**Task details**
Repeat the entries that appear below, exactly as they are given.

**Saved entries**
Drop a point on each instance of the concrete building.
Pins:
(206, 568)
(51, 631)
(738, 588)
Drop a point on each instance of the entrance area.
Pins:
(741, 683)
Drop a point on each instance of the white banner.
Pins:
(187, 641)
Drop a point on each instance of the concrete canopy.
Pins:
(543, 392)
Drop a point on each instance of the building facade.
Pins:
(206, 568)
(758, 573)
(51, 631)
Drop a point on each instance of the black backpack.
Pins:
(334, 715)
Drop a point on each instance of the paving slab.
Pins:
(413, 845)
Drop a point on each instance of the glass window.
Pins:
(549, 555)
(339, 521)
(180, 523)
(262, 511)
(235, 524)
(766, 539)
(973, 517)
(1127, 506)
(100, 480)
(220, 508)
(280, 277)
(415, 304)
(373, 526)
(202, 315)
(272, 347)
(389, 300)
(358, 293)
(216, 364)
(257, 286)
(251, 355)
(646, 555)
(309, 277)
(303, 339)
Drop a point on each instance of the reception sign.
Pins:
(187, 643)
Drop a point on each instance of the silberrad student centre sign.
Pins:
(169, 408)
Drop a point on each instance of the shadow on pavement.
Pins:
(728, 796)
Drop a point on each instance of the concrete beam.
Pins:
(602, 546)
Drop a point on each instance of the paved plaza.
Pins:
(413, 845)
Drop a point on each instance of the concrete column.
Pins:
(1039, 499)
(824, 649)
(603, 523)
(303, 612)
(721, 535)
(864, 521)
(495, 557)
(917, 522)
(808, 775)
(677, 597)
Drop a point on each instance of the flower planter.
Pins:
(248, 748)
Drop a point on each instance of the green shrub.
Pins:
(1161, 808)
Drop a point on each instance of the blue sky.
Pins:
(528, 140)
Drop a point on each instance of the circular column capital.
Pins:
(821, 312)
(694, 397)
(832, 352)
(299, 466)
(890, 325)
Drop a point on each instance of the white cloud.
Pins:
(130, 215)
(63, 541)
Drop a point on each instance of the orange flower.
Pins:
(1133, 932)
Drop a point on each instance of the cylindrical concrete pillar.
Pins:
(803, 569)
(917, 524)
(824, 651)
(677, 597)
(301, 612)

**Output of the task**
Drop a point on each instance of the concrete building.
Pins:
(206, 568)
(51, 631)
(738, 588)
Drop a point on each instance of the entrance area.
Pins:
(741, 683)
Drop a point on each instance of the white banner.
Pins:
(187, 641)
Drop a point on each instance of the concrete canopy.
Pins:
(543, 392)
Drop a point on each instance of the building facade.
Pins:
(206, 568)
(758, 573)
(51, 631)
Drop a point on each instance of the black backpack.
Pins:
(334, 715)
Drop a point on each instance of the paving slab.
Pins:
(413, 845)
Drop a point on each instance of the glass window.
Pins:
(549, 555)
(339, 521)
(180, 523)
(262, 511)
(235, 524)
(766, 539)
(973, 517)
(1127, 506)
(100, 480)
(220, 508)
(280, 277)
(415, 304)
(373, 526)
(202, 315)
(272, 347)
(389, 300)
(358, 293)
(216, 364)
(257, 286)
(251, 355)
(646, 555)
(309, 277)
(303, 339)
Drop a point on each instance of the reception sign.
Pins:
(187, 643)
Drop a point on each instance of the silberrad student centre sign.
Pins:
(169, 408)
Drop a point on each instance of the shadow on pavement.
Pins:
(728, 796)
Drop a point on each instance of the concrete beam.
Pins:
(602, 546)
Drop a point on each instance of the paved plaza.
Pins:
(413, 845)
Drop a point on each instance of the concrete column.
Pins:
(1039, 499)
(824, 649)
(603, 523)
(303, 612)
(721, 535)
(864, 521)
(495, 557)
(917, 522)
(808, 775)
(677, 597)
Drop a point on each instance of the flower planter.
Pins:
(248, 748)
Drop a point on each instance of the green shrub.
Pins:
(1161, 808)
Drop a point on each instance of the blue sky.
Pins:
(528, 140)
Drop a point on each instance of the circular column capital.
Pins:
(821, 312)
(694, 397)
(832, 352)
(299, 466)
(890, 325)
Drop a point on each instance of the white cloud.
Pins:
(130, 215)
(63, 541)
Drop a point on each instance of the orange flower.
Pins:
(1133, 932)
Drop a point on each instance of the cylindrical concrete pillar.
Pins:
(803, 569)
(917, 524)
(824, 651)
(677, 597)
(301, 612)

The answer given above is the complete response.